Point labeling data:
○ ○ ○

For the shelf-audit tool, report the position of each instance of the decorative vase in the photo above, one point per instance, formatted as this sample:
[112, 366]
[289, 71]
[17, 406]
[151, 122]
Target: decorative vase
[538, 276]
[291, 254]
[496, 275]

○ ○ ○

EXERCISE:
Please return the data above unchanged, copying every line in the same order.

PROBLEM SOLUTION:
For the shelf-audit tool, report the position of each instance of the decorative vase in the photo above, one point per instance, formatted as this sample:
[112, 366]
[289, 71]
[17, 406]
[151, 122]
Target: decorative vase
[538, 276]
[291, 254]
[496, 275]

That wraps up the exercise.